[PROBLEMA PROPOSTO]:
Reproduza palavra por palavra o trecho sobre o que cada leitor busca nos livros, começando em "O que cada leitor procura" e terminando em "diferentes do seu.".

[TRECHO SELECIONADO]:
****************************************
O que cada leitor procura dentro de um livro? O que cada leitor encontra dentro de um livro? “A metamorfose”, de Franz Kafka, lido hoje, será o mesmo “A metamorfose”, caso lido amanhã? Um livro é sempre o mesmo livro, mas nunca é o mesmo livro? Um livro é infinito nas formas de interpretá-lo? Nas formas de senti-lo? De vivê-lo? Para alguns, ler certo poema decodifica sentimentos. Para outros, o poema pode funcionar como ferramenta reveladora de universos diferentes do seu.
Alguém pode procurar pelo vazio em “Formas do nada”, de Paulo Henriques Brito, mas encontrar um pulso ritmado, um pulso, às vezes, sarcástico e, verso a verso, prestes a parar. Alguém, nas formas breves de Robert Walser, em “Absolutamente nada”, pode, justamente, encontrar o vazio. Alguém pode encontrar em “Lili : Novela de um luto”, de Noemi Jaffe, e em “Patrimônio”, de Philip Roth, e em “A invenção da solidão”, de Paul Auster, e em “Morreste-me” de José Luís Peixoto, espelhos doloridos de determinado luto particular, mas também pode encontrar territórios propícios à pura (e, dentro desses exemplos, variada) fruição estética. Alguém pode encontrar William Kennedy em Paula Fábrio. Alguém pode encontrar Paula Fábrio em William Kennedy. Alguém, no rastro de solidões, pode inserir-se em poemas de Hilda Hilst e, de modo quase imperceptível, acender imagens de Jan Saudek. Alguém pode estudar ritmos em Hilda Hilst. Alguém, outro “desconhecido de si mesmo”, pode duplicar-se em “O passageiro secreto”, de Joseph Conrad, mas pode replicar, também, o duplo de Conrad em Fernando Pessoa.
****************************************
[ITENS DE DADOS]:
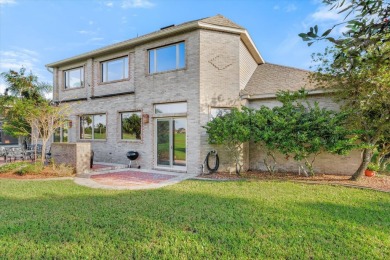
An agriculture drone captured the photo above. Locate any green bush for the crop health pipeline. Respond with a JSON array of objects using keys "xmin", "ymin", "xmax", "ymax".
[{"xmin": 0, "ymin": 162, "xmax": 44, "ymax": 175}]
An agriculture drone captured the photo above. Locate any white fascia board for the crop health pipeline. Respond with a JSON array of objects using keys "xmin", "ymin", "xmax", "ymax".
[
  {"xmin": 198, "ymin": 22, "xmax": 265, "ymax": 64},
  {"xmin": 240, "ymin": 89, "xmax": 336, "ymax": 100}
]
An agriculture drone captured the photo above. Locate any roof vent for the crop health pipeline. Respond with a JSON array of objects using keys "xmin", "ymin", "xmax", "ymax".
[{"xmin": 160, "ymin": 24, "xmax": 175, "ymax": 30}]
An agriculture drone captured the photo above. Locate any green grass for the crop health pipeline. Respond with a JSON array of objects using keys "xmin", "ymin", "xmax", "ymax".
[{"xmin": 0, "ymin": 180, "xmax": 390, "ymax": 259}]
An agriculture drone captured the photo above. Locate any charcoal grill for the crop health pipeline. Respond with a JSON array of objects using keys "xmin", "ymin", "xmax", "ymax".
[{"xmin": 126, "ymin": 151, "xmax": 141, "ymax": 169}]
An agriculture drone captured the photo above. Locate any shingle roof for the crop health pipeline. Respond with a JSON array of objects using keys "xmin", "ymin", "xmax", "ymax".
[
  {"xmin": 200, "ymin": 14, "xmax": 245, "ymax": 29},
  {"xmin": 242, "ymin": 63, "xmax": 315, "ymax": 95}
]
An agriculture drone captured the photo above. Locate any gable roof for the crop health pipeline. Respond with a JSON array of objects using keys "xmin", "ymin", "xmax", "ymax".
[
  {"xmin": 199, "ymin": 14, "xmax": 245, "ymax": 30},
  {"xmin": 241, "ymin": 63, "xmax": 315, "ymax": 96},
  {"xmin": 46, "ymin": 14, "xmax": 264, "ymax": 68}
]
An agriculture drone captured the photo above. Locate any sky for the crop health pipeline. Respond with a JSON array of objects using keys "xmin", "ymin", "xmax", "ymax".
[{"xmin": 0, "ymin": 0, "xmax": 342, "ymax": 92}]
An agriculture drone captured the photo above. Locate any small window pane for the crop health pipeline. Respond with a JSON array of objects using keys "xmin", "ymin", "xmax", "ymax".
[
  {"xmin": 62, "ymin": 123, "xmax": 68, "ymax": 143},
  {"xmin": 65, "ymin": 68, "xmax": 84, "ymax": 88},
  {"xmin": 102, "ymin": 57, "xmax": 129, "ymax": 82},
  {"xmin": 210, "ymin": 107, "xmax": 231, "ymax": 120},
  {"xmin": 93, "ymin": 115, "xmax": 106, "ymax": 139},
  {"xmin": 53, "ymin": 128, "xmax": 61, "ymax": 143},
  {"xmin": 80, "ymin": 116, "xmax": 93, "ymax": 139},
  {"xmin": 178, "ymin": 42, "xmax": 186, "ymax": 69},
  {"xmin": 155, "ymin": 102, "xmax": 187, "ymax": 114},
  {"xmin": 149, "ymin": 50, "xmax": 156, "ymax": 73},
  {"xmin": 156, "ymin": 45, "xmax": 176, "ymax": 72},
  {"xmin": 121, "ymin": 112, "xmax": 141, "ymax": 140}
]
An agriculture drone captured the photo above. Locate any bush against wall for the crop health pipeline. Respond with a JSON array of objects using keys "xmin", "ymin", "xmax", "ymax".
[{"xmin": 205, "ymin": 89, "xmax": 357, "ymax": 176}]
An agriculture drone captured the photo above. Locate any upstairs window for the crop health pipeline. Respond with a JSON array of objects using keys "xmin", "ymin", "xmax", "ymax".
[
  {"xmin": 149, "ymin": 42, "xmax": 186, "ymax": 74},
  {"xmin": 210, "ymin": 107, "xmax": 232, "ymax": 120},
  {"xmin": 65, "ymin": 67, "xmax": 84, "ymax": 89},
  {"xmin": 101, "ymin": 56, "xmax": 129, "ymax": 82},
  {"xmin": 53, "ymin": 122, "xmax": 69, "ymax": 143},
  {"xmin": 154, "ymin": 102, "xmax": 187, "ymax": 114},
  {"xmin": 80, "ymin": 114, "xmax": 107, "ymax": 140}
]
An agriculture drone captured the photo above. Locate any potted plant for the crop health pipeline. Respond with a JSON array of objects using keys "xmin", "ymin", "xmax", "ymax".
[{"xmin": 364, "ymin": 163, "xmax": 379, "ymax": 177}]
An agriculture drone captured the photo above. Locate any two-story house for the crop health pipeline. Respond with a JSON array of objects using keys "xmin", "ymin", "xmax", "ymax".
[{"xmin": 46, "ymin": 15, "xmax": 359, "ymax": 174}]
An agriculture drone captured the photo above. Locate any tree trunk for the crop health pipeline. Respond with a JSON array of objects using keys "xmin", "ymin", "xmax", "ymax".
[{"xmin": 351, "ymin": 148, "xmax": 372, "ymax": 181}]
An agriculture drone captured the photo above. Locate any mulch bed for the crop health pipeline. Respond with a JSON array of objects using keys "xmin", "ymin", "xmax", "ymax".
[{"xmin": 198, "ymin": 171, "xmax": 390, "ymax": 192}]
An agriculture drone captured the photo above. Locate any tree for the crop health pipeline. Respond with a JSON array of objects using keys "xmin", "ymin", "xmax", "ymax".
[
  {"xmin": 299, "ymin": 0, "xmax": 390, "ymax": 65},
  {"xmin": 6, "ymin": 99, "xmax": 69, "ymax": 163},
  {"xmin": 0, "ymin": 68, "xmax": 69, "ymax": 163},
  {"xmin": 300, "ymin": 0, "xmax": 390, "ymax": 180},
  {"xmin": 0, "ymin": 68, "xmax": 52, "ymax": 101},
  {"xmin": 204, "ymin": 107, "xmax": 251, "ymax": 175},
  {"xmin": 0, "ymin": 68, "xmax": 51, "ymax": 140},
  {"xmin": 251, "ymin": 90, "xmax": 356, "ymax": 176}
]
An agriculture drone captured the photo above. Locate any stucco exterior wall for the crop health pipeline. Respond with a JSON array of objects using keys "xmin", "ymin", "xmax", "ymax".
[
  {"xmin": 248, "ymin": 96, "xmax": 361, "ymax": 175},
  {"xmin": 240, "ymin": 40, "xmax": 257, "ymax": 90},
  {"xmin": 198, "ymin": 30, "xmax": 247, "ymax": 172}
]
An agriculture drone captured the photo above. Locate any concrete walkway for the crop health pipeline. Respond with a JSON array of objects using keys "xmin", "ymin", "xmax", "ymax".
[{"xmin": 74, "ymin": 163, "xmax": 196, "ymax": 190}]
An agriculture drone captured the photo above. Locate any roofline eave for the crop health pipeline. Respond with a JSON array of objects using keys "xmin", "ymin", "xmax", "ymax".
[{"xmin": 45, "ymin": 21, "xmax": 265, "ymax": 68}]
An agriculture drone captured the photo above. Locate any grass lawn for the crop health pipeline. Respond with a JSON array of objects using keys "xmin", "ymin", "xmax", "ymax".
[{"xmin": 0, "ymin": 179, "xmax": 390, "ymax": 259}]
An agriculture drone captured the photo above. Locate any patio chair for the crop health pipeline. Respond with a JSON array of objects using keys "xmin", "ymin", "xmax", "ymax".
[{"xmin": 6, "ymin": 147, "xmax": 25, "ymax": 162}]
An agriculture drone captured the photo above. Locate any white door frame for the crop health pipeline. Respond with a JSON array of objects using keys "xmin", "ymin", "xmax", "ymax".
[{"xmin": 154, "ymin": 117, "xmax": 187, "ymax": 170}]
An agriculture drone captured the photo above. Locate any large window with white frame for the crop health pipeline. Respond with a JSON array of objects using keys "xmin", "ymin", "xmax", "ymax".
[
  {"xmin": 101, "ymin": 56, "xmax": 129, "ymax": 82},
  {"xmin": 120, "ymin": 112, "xmax": 141, "ymax": 140},
  {"xmin": 149, "ymin": 42, "xmax": 186, "ymax": 74},
  {"xmin": 64, "ymin": 67, "xmax": 84, "ymax": 89},
  {"xmin": 80, "ymin": 114, "xmax": 107, "ymax": 140}
]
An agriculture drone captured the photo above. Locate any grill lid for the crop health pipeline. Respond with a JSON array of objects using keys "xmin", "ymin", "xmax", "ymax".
[{"xmin": 126, "ymin": 151, "xmax": 139, "ymax": 160}]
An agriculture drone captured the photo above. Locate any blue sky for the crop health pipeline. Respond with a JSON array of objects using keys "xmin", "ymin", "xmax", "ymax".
[{"xmin": 0, "ymin": 0, "xmax": 342, "ymax": 92}]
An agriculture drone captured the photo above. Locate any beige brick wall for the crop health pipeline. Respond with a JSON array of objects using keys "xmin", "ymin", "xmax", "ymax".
[
  {"xmin": 59, "ymin": 31, "xmax": 200, "ymax": 173},
  {"xmin": 198, "ymin": 30, "xmax": 247, "ymax": 172},
  {"xmin": 248, "ymin": 96, "xmax": 361, "ymax": 175}
]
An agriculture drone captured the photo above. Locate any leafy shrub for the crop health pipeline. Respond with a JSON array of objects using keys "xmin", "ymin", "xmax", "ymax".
[{"xmin": 0, "ymin": 162, "xmax": 74, "ymax": 177}]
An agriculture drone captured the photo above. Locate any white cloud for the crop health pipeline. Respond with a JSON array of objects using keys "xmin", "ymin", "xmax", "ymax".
[
  {"xmin": 121, "ymin": 0, "xmax": 155, "ymax": 9},
  {"xmin": 310, "ymin": 6, "xmax": 343, "ymax": 22},
  {"xmin": 0, "ymin": 0, "xmax": 16, "ymax": 5},
  {"xmin": 0, "ymin": 82, "xmax": 7, "ymax": 94},
  {"xmin": 0, "ymin": 49, "xmax": 39, "ymax": 71},
  {"xmin": 77, "ymin": 30, "xmax": 96, "ymax": 35},
  {"xmin": 88, "ymin": 37, "xmax": 104, "ymax": 42},
  {"xmin": 285, "ymin": 4, "xmax": 297, "ymax": 13}
]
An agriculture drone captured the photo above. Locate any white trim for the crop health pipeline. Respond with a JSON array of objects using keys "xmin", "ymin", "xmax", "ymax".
[
  {"xmin": 153, "ymin": 117, "xmax": 188, "ymax": 171},
  {"xmin": 240, "ymin": 89, "xmax": 336, "ymax": 100}
]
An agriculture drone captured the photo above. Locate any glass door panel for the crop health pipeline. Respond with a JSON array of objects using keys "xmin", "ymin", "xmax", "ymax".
[
  {"xmin": 156, "ymin": 118, "xmax": 187, "ymax": 168},
  {"xmin": 157, "ymin": 119, "xmax": 171, "ymax": 166},
  {"xmin": 172, "ymin": 119, "xmax": 187, "ymax": 166}
]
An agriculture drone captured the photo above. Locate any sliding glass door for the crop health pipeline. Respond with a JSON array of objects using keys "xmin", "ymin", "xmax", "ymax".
[{"xmin": 156, "ymin": 118, "xmax": 187, "ymax": 168}]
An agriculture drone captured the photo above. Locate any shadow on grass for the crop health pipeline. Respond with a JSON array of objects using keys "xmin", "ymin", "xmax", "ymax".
[{"xmin": 0, "ymin": 181, "xmax": 390, "ymax": 258}]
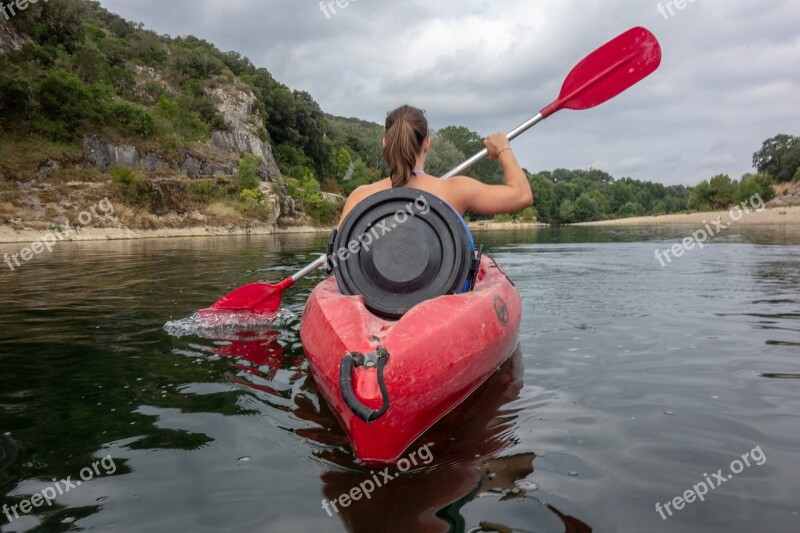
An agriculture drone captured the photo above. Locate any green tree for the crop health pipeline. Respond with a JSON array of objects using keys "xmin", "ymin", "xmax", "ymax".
[
  {"xmin": 556, "ymin": 199, "xmax": 575, "ymax": 224},
  {"xmin": 436, "ymin": 126, "xmax": 503, "ymax": 184},
  {"xmin": 529, "ymin": 173, "xmax": 558, "ymax": 224},
  {"xmin": 333, "ymin": 147, "xmax": 352, "ymax": 179},
  {"xmin": 708, "ymin": 174, "xmax": 736, "ymax": 209},
  {"xmin": 617, "ymin": 202, "xmax": 648, "ymax": 218},
  {"xmin": 735, "ymin": 172, "xmax": 775, "ymax": 203},
  {"xmin": 689, "ymin": 181, "xmax": 712, "ymax": 211},
  {"xmin": 753, "ymin": 134, "xmax": 800, "ymax": 183},
  {"xmin": 573, "ymin": 193, "xmax": 600, "ymax": 222},
  {"xmin": 425, "ymin": 133, "xmax": 465, "ymax": 176}
]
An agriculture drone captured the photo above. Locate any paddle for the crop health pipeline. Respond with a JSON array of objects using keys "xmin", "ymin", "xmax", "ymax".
[
  {"xmin": 441, "ymin": 27, "xmax": 661, "ymax": 179},
  {"xmin": 201, "ymin": 27, "xmax": 661, "ymax": 313}
]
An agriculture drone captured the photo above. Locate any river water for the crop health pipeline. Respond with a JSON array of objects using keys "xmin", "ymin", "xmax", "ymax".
[{"xmin": 0, "ymin": 227, "xmax": 800, "ymax": 532}]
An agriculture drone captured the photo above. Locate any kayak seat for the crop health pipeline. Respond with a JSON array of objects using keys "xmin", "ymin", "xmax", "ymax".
[{"xmin": 328, "ymin": 188, "xmax": 480, "ymax": 319}]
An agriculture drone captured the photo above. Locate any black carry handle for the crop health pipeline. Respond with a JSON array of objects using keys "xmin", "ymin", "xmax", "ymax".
[{"xmin": 339, "ymin": 347, "xmax": 389, "ymax": 424}]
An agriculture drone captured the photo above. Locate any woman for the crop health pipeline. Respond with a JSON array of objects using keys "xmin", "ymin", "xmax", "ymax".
[{"xmin": 339, "ymin": 105, "xmax": 533, "ymax": 225}]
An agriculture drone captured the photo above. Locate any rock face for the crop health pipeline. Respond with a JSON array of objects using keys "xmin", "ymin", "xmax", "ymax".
[
  {"xmin": 0, "ymin": 22, "xmax": 28, "ymax": 56},
  {"xmin": 208, "ymin": 86, "xmax": 281, "ymax": 182},
  {"xmin": 84, "ymin": 86, "xmax": 281, "ymax": 182}
]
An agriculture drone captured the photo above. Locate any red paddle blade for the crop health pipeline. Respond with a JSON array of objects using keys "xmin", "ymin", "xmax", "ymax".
[
  {"xmin": 201, "ymin": 278, "xmax": 294, "ymax": 313},
  {"xmin": 542, "ymin": 27, "xmax": 661, "ymax": 117}
]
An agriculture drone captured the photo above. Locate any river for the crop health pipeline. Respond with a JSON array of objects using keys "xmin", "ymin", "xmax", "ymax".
[{"xmin": 0, "ymin": 226, "xmax": 800, "ymax": 532}]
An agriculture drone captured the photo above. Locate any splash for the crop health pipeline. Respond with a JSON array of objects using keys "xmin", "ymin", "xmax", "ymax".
[{"xmin": 164, "ymin": 309, "xmax": 295, "ymax": 340}]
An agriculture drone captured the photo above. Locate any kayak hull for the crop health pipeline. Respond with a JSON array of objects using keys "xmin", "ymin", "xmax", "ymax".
[{"xmin": 300, "ymin": 257, "xmax": 522, "ymax": 463}]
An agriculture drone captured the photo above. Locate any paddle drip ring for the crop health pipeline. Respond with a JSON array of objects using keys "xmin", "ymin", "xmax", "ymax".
[{"xmin": 329, "ymin": 188, "xmax": 474, "ymax": 318}]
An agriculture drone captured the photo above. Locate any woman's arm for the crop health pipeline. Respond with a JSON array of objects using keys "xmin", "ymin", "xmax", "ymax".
[{"xmin": 448, "ymin": 133, "xmax": 533, "ymax": 215}]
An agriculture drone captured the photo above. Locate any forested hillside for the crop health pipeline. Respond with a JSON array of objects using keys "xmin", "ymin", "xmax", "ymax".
[{"xmin": 0, "ymin": 0, "xmax": 800, "ymax": 227}]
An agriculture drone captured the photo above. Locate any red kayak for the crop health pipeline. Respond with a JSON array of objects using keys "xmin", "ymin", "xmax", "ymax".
[{"xmin": 300, "ymin": 257, "xmax": 522, "ymax": 463}]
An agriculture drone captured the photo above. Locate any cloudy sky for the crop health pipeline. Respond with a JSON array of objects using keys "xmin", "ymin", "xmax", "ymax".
[{"xmin": 101, "ymin": 0, "xmax": 800, "ymax": 185}]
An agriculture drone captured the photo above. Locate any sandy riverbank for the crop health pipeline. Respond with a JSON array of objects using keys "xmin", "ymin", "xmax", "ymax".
[
  {"xmin": 467, "ymin": 220, "xmax": 548, "ymax": 231},
  {"xmin": 574, "ymin": 206, "xmax": 800, "ymax": 227},
  {"xmin": 0, "ymin": 221, "xmax": 331, "ymax": 244}
]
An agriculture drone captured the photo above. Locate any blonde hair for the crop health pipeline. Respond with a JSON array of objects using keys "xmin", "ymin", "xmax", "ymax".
[{"xmin": 383, "ymin": 105, "xmax": 428, "ymax": 187}]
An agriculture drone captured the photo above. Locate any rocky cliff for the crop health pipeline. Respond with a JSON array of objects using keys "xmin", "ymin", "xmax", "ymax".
[{"xmin": 84, "ymin": 85, "xmax": 281, "ymax": 182}]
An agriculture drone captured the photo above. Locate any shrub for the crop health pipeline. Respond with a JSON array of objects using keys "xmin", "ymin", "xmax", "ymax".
[
  {"xmin": 192, "ymin": 180, "xmax": 220, "ymax": 204},
  {"xmin": 239, "ymin": 189, "xmax": 264, "ymax": 203},
  {"xmin": 111, "ymin": 167, "xmax": 149, "ymax": 207},
  {"xmin": 112, "ymin": 102, "xmax": 156, "ymax": 137}
]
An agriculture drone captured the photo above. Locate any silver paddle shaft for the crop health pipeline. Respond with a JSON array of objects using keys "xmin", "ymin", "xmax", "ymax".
[
  {"xmin": 441, "ymin": 113, "xmax": 545, "ymax": 180},
  {"xmin": 292, "ymin": 255, "xmax": 328, "ymax": 283},
  {"xmin": 292, "ymin": 113, "xmax": 545, "ymax": 283}
]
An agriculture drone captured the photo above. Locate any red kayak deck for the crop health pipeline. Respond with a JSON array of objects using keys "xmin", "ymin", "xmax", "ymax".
[{"xmin": 300, "ymin": 257, "xmax": 522, "ymax": 463}]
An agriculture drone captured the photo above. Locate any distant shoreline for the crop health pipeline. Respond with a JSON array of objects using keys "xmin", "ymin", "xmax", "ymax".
[
  {"xmin": 0, "ymin": 206, "xmax": 800, "ymax": 244},
  {"xmin": 0, "ymin": 221, "xmax": 331, "ymax": 244},
  {"xmin": 572, "ymin": 206, "xmax": 800, "ymax": 227}
]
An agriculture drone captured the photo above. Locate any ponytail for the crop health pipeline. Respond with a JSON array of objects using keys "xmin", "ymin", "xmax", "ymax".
[{"xmin": 383, "ymin": 105, "xmax": 428, "ymax": 187}]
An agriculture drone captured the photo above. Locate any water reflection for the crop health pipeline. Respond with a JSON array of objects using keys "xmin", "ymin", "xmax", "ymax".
[{"xmin": 205, "ymin": 330, "xmax": 591, "ymax": 533}]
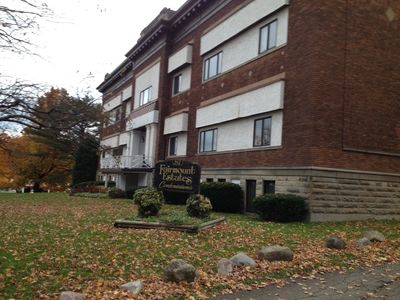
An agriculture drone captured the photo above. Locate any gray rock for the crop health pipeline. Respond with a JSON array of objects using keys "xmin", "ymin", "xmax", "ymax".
[
  {"xmin": 356, "ymin": 237, "xmax": 372, "ymax": 247},
  {"xmin": 121, "ymin": 280, "xmax": 143, "ymax": 295},
  {"xmin": 217, "ymin": 258, "xmax": 233, "ymax": 276},
  {"xmin": 164, "ymin": 259, "xmax": 196, "ymax": 282},
  {"xmin": 258, "ymin": 245, "xmax": 293, "ymax": 261},
  {"xmin": 364, "ymin": 230, "xmax": 385, "ymax": 243},
  {"xmin": 231, "ymin": 252, "xmax": 257, "ymax": 267},
  {"xmin": 325, "ymin": 236, "xmax": 346, "ymax": 249},
  {"xmin": 59, "ymin": 291, "xmax": 85, "ymax": 300}
]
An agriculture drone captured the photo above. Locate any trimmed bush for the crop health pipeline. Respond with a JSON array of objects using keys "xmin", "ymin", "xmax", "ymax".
[
  {"xmin": 71, "ymin": 181, "xmax": 107, "ymax": 194},
  {"xmin": 186, "ymin": 194, "xmax": 212, "ymax": 219},
  {"xmin": 163, "ymin": 191, "xmax": 190, "ymax": 205},
  {"xmin": 133, "ymin": 187, "xmax": 164, "ymax": 218},
  {"xmin": 125, "ymin": 186, "xmax": 145, "ymax": 199},
  {"xmin": 108, "ymin": 188, "xmax": 125, "ymax": 199},
  {"xmin": 253, "ymin": 194, "xmax": 309, "ymax": 223},
  {"xmin": 200, "ymin": 182, "xmax": 243, "ymax": 213}
]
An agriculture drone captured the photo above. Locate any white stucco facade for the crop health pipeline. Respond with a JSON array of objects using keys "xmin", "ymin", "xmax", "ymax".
[
  {"xmin": 200, "ymin": 0, "xmax": 289, "ymax": 55},
  {"xmin": 196, "ymin": 81, "xmax": 285, "ymax": 128},
  {"xmin": 168, "ymin": 45, "xmax": 193, "ymax": 73},
  {"xmin": 103, "ymin": 95, "xmax": 122, "ymax": 112},
  {"xmin": 100, "ymin": 135, "xmax": 119, "ymax": 148},
  {"xmin": 205, "ymin": 9, "xmax": 289, "ymax": 73},
  {"xmin": 126, "ymin": 110, "xmax": 159, "ymax": 130},
  {"xmin": 122, "ymin": 85, "xmax": 132, "ymax": 101},
  {"xmin": 164, "ymin": 113, "xmax": 188, "ymax": 134},
  {"xmin": 134, "ymin": 62, "xmax": 160, "ymax": 108},
  {"xmin": 202, "ymin": 111, "xmax": 283, "ymax": 152}
]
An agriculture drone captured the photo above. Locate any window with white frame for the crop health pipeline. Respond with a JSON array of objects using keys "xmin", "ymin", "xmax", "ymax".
[
  {"xmin": 259, "ymin": 20, "xmax": 278, "ymax": 53},
  {"xmin": 253, "ymin": 117, "xmax": 272, "ymax": 147},
  {"xmin": 107, "ymin": 106, "xmax": 122, "ymax": 125},
  {"xmin": 172, "ymin": 74, "xmax": 182, "ymax": 95},
  {"xmin": 199, "ymin": 129, "xmax": 218, "ymax": 152},
  {"xmin": 203, "ymin": 51, "xmax": 222, "ymax": 80},
  {"xmin": 168, "ymin": 136, "xmax": 178, "ymax": 156},
  {"xmin": 139, "ymin": 86, "xmax": 152, "ymax": 106}
]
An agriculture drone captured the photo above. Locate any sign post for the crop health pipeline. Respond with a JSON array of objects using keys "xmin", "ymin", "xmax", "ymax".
****************************************
[RESPOSTA COMENTADA]:
O que cada leitor procura dentro de um livro? O que cada leitor encontra dentro de um livro? “A metamorfose”, de Franz Kafka, lido hoje, será o mesmo “A metamorfose”, caso lido amanhã? Um livro é sempre o mesmo livro, mas nunca é o mesmo livro? Um livro é infinito nas formas de interpretá-lo? Nas formas de senti-lo? De vivê-lo? Para alguns, ler certo poema decodifica sentimentos. Para outros, o poema pode funcionar como ferramenta reveladora de universos diferentes do seu.